» **Collection entries**:
|---|

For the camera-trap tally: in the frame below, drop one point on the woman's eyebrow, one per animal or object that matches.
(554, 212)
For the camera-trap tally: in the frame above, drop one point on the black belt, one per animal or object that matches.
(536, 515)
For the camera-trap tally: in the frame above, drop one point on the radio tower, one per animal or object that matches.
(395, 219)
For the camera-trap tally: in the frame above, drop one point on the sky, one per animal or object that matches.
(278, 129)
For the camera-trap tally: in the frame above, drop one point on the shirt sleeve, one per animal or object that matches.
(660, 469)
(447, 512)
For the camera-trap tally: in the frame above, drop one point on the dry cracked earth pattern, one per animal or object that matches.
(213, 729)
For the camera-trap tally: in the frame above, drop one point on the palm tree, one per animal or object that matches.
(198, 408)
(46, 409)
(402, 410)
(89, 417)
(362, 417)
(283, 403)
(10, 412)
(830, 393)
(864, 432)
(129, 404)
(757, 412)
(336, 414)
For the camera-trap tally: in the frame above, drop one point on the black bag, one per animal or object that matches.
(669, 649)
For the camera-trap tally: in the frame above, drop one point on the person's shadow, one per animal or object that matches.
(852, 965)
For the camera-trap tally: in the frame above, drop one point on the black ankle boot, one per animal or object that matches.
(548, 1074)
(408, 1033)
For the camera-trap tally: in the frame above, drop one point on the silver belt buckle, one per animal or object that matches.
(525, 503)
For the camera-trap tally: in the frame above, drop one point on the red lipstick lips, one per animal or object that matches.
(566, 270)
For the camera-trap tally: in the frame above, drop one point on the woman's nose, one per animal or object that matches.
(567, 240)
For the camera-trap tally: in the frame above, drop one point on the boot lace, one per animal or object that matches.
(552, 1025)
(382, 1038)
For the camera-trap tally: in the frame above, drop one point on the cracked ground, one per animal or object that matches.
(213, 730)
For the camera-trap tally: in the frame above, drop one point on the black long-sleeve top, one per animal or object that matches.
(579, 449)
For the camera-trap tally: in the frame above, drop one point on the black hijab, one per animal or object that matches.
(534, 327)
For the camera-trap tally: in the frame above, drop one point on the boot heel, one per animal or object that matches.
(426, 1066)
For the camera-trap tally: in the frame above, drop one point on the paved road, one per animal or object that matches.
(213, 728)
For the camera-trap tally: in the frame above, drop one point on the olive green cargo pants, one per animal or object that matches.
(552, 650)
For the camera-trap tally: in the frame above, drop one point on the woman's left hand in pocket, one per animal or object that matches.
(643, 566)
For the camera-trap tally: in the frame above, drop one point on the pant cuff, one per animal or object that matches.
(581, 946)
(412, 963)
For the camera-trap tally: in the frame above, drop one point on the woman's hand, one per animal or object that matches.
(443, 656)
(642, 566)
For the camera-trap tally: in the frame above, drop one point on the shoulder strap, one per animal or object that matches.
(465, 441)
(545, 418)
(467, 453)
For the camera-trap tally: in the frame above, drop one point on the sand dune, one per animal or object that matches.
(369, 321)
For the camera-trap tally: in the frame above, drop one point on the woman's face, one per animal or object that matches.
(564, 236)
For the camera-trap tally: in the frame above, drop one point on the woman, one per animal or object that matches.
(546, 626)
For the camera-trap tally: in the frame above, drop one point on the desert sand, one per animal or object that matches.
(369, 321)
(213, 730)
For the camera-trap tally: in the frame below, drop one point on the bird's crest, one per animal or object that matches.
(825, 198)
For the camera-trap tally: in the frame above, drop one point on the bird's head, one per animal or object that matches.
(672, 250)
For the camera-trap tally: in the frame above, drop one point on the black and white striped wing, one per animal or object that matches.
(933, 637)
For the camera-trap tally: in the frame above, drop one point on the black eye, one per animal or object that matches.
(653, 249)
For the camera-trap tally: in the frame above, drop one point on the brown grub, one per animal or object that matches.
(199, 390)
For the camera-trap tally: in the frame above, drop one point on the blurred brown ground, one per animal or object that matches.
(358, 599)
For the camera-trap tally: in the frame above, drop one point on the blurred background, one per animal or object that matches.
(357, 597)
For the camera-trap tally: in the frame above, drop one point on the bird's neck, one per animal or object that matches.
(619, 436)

|---|

» **Task directions**: The entire set of records should be returned exactly.

» **Answer section**:
For the camera-trap tally: in the frame below, drop one point on the woman's eyebrow, one per animal or object that matches.
(554, 212)
For the camera-trap tally: in the frame above, drop one point on the black belt, one per animal or object that matches.
(536, 515)
For the camera-trap tally: in the frame above, drop one point on the radio tower, one per animal or object that matches.
(395, 219)
For the camera-trap tally: in the frame above, drop one point on the sky, one per animal or object that matches.
(278, 129)
For the camera-trap tally: in the frame above, drop one point on the shirt sleeve, one per animal or object that matches.
(660, 469)
(447, 512)
For the camera-trap tally: in the frame above, drop one point on the dry cracked earth pattern, one per animal or object that matches.
(213, 729)
For the camera-trap tally: in the frame above, drop one point on the palm tree, one per animal or object that matches.
(198, 408)
(46, 409)
(402, 410)
(89, 417)
(362, 417)
(283, 403)
(10, 412)
(830, 393)
(864, 432)
(129, 404)
(757, 412)
(336, 414)
For the camera-trap tally: in the frame above, drop one point on the black bag, one per animal or object that matches.
(669, 649)
For the camera-trap tally: in the frame above, drop one point on the person's shadow, one per animal or object that matches.
(852, 965)
For the camera-trap tally: in the frame above, drop one point on the black ankle boot, one per animal or object that matches.
(548, 1074)
(408, 1033)
For the camera-trap tally: in the frame above, drop one point on the silver belt buckle, one per animal or object that matches.
(525, 503)
For the camera-trap tally: in the frame above, drop one point on the red lipstick lips, one per animal or object that matches.
(566, 270)
For the camera-trap tally: in the frame above, drop one point on the woman's nose, one per animal or object that matches.
(567, 240)
For the camera-trap tally: in the frame above, drop one point on the boot lace, one per animal or object that matches.
(552, 1025)
(382, 1038)
For the camera-trap tally: in the frame above, drop one point on the cracked ground, one per animal or object that matches.
(213, 730)
For the camera-trap tally: in the frame above, drop one point on the black long-sleeve top, one per animal or object that matches.
(579, 449)
For the camera-trap tally: in the frame above, drop one point on the black hijab, one per animal or object that matches.
(534, 327)
For the camera-trap tally: in the frame above, drop one point on the boot heel, one per animal or object that matches.
(426, 1066)
For the camera-trap tally: in the frame above, drop one point on the paved road, one per animal or object that matches.
(213, 728)
For the camera-trap tally: in the frame above, drop one point on the olive green cargo pants, one per animal or object that matches.
(552, 650)
For the camera-trap tally: in the frame above, drop one point on the woman's left hand in pocket, one per animal or object that matches.
(643, 566)
For the camera-trap tally: in the frame above, drop one point on the pant cuff, one per animal or object that matches.
(581, 946)
(412, 963)
For the camera-trap tally: in the frame above, drop one point on the woman's hand, one per animal or object that matches.
(443, 656)
(642, 566)
For the camera-trap tally: in the frame above, drop one point on the shoulder strap, one per animal or object that matches.
(465, 441)
(545, 418)
(467, 453)
For the camera-trap tally: in the frame above, drop one point on the sand dune, one per animal or object that matches.
(369, 321)
For the camera-trap tally: in the frame above, drop one point on the woman's face, one per animal or object that matches.
(564, 236)
For the camera-trap tally: in the frame above, drop one point on the woman, one per animal or object that matches.
(546, 626)
For the camera-trap tally: in the frame above, drop one point on the desert sand, one per animal or object that matches.
(369, 321)
(213, 730)
For the camera-trap tally: in the frame below, drop one point on the bird's crest, one per animal or object that matches.
(825, 198)
For the camera-trap tally: in the frame above, drop one point on the bird's head, one per animal or object that matches.
(672, 250)
For the camera-trap tally: in the frame above, drop one point on the black and white striped wing, one per animal or object that matches.
(933, 637)
For the camera-trap tally: in the frame above, drop one point on the black eye, one per animal or object that matches.
(653, 249)
For the camera-trap tally: in the frame above, drop one point on the brown grub, one per animal or object that matches.
(199, 390)
For the camera-trap tally: in the frame above, drop one point on the blurred brown ground, one per animal or object that matches.
(358, 599)
For the camera-trap tally: in the frame above, drop one point on the blurred background, one per animal or object that matches.
(357, 597)
For the camera-trap tally: in the frame above, drop one point on the bird's neck, one per animal or object that matches.
(619, 436)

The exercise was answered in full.